WHAT YOU SHOULD DO: Gather every line of the listing below that contains the string "shed", and copy each of those lines in full.

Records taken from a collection
---*---
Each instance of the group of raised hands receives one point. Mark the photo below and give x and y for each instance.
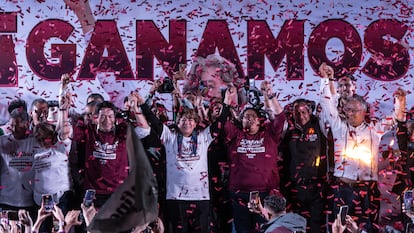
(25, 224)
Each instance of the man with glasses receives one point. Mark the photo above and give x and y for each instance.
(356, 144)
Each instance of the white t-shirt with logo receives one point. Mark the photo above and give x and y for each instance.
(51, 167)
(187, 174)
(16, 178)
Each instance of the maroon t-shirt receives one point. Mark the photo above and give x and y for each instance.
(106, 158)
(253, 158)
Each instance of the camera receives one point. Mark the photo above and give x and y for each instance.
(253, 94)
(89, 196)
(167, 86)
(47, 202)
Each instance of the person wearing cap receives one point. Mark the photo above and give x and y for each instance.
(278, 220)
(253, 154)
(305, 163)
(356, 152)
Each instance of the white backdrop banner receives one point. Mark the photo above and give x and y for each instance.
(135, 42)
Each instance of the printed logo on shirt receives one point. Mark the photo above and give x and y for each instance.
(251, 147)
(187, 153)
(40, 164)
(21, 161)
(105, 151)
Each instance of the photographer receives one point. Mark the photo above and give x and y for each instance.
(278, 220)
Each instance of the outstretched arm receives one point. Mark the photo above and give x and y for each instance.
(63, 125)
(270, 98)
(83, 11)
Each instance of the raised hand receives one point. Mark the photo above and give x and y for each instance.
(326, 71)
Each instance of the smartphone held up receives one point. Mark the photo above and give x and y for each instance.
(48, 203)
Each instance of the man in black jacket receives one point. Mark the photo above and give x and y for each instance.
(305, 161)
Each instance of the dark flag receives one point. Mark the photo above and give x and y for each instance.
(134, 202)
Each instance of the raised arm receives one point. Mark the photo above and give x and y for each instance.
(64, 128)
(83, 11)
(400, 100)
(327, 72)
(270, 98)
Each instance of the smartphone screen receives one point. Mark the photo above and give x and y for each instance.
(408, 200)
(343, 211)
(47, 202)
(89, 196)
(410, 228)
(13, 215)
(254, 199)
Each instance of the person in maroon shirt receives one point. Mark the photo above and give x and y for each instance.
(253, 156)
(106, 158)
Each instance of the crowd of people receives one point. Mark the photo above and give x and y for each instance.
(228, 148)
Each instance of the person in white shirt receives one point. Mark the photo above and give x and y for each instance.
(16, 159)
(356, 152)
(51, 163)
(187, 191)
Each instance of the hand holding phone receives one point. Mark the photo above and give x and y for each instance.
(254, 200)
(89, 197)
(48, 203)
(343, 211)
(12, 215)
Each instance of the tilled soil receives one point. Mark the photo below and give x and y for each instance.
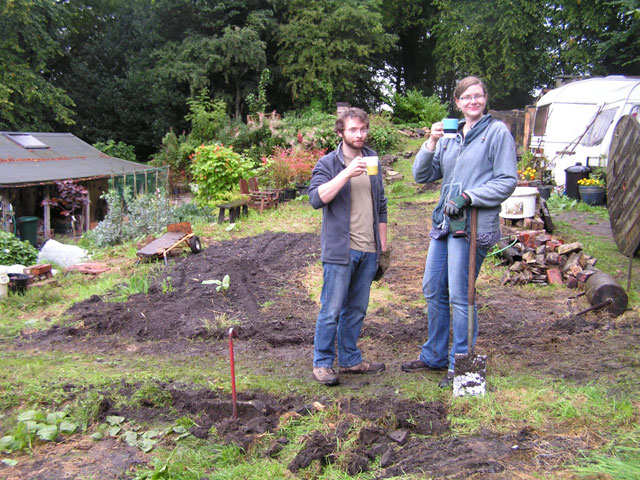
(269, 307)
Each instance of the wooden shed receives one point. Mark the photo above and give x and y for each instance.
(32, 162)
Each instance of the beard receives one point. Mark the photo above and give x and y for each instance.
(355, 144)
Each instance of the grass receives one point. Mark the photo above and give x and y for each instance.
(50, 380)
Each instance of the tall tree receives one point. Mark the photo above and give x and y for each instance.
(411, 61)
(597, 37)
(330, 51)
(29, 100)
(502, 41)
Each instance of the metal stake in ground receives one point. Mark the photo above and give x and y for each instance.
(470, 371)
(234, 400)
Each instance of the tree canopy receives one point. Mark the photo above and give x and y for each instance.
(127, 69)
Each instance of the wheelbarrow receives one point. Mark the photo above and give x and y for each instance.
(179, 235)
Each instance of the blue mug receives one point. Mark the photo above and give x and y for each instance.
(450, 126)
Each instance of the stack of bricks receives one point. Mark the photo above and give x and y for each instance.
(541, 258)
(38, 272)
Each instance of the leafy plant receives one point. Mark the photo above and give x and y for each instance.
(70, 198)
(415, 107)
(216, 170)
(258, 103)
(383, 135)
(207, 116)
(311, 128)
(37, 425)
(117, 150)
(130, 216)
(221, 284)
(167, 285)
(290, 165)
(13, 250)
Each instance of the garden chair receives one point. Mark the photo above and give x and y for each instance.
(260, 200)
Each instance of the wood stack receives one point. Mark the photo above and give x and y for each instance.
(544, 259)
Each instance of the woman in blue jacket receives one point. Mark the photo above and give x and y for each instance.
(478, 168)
---*---
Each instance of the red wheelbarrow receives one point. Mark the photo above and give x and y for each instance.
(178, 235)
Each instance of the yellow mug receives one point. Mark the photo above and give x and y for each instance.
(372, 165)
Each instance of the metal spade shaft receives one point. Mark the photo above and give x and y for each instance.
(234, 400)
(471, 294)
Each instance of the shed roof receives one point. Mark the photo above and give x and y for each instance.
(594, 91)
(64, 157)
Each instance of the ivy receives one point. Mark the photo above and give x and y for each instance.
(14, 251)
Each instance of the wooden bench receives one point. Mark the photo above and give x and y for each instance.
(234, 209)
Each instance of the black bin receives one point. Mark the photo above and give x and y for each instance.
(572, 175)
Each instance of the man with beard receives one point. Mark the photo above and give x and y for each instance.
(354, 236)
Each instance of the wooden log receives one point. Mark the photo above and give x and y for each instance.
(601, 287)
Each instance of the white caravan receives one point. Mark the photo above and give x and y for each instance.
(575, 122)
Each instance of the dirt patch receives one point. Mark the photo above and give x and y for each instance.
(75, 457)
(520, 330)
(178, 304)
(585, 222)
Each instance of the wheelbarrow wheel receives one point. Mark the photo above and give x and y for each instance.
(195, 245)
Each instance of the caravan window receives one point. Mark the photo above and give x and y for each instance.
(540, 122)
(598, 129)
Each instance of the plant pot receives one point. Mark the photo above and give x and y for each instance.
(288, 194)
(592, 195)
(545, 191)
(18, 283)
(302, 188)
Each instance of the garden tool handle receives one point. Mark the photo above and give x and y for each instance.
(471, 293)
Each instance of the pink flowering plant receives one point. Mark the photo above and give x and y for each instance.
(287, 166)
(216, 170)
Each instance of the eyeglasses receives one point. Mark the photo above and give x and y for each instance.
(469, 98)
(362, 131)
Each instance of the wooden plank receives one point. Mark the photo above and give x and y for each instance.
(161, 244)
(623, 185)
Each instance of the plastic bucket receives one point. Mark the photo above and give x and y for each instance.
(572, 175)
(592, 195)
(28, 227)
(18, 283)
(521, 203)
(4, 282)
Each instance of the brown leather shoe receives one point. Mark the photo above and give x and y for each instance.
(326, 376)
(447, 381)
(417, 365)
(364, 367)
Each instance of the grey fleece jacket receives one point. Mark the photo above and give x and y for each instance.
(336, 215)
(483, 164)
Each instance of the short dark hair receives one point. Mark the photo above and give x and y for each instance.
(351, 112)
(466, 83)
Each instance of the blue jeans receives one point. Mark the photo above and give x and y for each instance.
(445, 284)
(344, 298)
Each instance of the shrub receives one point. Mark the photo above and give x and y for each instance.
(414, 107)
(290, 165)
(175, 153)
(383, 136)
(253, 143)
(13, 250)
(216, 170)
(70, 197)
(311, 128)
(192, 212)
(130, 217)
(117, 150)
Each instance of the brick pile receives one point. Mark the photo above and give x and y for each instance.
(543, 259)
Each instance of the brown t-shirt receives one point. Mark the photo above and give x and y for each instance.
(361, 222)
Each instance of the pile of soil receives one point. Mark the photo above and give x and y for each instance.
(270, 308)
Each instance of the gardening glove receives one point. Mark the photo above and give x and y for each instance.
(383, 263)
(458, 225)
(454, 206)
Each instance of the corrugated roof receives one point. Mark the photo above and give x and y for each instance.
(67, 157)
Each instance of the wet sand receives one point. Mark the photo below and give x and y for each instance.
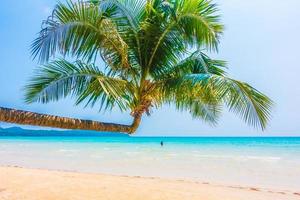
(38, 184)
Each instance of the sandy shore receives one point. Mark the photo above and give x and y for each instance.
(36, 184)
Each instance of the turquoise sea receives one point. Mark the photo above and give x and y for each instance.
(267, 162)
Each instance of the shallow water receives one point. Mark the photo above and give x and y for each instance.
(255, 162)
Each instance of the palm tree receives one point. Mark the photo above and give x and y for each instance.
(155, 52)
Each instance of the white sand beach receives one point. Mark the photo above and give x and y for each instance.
---*---
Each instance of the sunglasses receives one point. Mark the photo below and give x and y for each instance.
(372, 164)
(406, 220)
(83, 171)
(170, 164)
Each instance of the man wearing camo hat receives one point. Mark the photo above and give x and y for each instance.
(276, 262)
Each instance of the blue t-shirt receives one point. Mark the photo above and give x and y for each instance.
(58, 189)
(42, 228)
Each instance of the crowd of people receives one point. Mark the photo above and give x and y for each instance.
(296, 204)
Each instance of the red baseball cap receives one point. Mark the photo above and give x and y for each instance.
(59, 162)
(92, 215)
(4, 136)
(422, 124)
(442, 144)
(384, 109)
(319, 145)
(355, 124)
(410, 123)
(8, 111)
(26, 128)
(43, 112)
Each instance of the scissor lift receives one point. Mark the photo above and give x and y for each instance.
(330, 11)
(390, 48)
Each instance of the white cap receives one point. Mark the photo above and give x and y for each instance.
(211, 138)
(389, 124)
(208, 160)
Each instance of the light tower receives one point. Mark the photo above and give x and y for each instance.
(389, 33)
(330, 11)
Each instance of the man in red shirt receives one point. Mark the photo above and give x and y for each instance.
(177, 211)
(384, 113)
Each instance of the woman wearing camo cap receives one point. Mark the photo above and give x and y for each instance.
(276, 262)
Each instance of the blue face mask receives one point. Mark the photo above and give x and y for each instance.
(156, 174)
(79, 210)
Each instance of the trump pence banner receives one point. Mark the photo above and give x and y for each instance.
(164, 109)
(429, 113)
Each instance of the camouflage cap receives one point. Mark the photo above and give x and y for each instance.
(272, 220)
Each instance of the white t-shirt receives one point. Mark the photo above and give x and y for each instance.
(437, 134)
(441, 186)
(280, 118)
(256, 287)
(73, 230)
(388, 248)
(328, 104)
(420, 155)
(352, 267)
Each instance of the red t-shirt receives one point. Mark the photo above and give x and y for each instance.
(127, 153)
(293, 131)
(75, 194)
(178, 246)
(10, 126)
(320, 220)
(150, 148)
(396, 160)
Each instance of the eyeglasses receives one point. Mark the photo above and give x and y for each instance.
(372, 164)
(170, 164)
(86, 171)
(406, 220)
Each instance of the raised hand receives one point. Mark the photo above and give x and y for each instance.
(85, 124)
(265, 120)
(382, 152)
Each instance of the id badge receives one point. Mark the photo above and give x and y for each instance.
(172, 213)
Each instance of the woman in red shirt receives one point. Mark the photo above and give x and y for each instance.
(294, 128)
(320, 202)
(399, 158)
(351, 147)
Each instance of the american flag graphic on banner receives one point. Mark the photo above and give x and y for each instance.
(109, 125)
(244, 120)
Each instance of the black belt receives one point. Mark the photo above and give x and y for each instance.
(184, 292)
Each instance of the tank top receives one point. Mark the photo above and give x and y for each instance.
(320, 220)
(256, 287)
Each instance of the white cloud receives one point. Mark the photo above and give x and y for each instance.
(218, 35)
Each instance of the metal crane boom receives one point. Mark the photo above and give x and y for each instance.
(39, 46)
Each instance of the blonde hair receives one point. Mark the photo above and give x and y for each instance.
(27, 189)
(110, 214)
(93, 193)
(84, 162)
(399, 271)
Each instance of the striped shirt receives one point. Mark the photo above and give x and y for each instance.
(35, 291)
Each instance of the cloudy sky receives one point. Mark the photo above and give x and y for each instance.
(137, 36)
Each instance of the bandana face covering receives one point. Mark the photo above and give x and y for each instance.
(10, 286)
---*---
EXERCISE SOLUTION:
Each instance of the wooden shed receives one point. Mark the photo above and give x and y for each instance.
Each instance of the shed roof receives one point. Mark the photo above and give x and y for each instance.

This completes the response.